>>>
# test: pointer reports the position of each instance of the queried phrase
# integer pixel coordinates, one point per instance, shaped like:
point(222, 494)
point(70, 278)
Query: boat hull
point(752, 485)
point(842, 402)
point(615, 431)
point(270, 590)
<<<
## EXERCISE DETAILS
Would you repeat the records above without any changes?

## REPLY TO THE EXERCISE
# test: pointer reports the position of each instance of the queried phrase
# integer pixel coordinates, one point per instance, shaped like:
point(222, 494)
point(70, 278)
Query: boat hull
point(752, 485)
point(842, 402)
point(615, 431)
point(270, 590)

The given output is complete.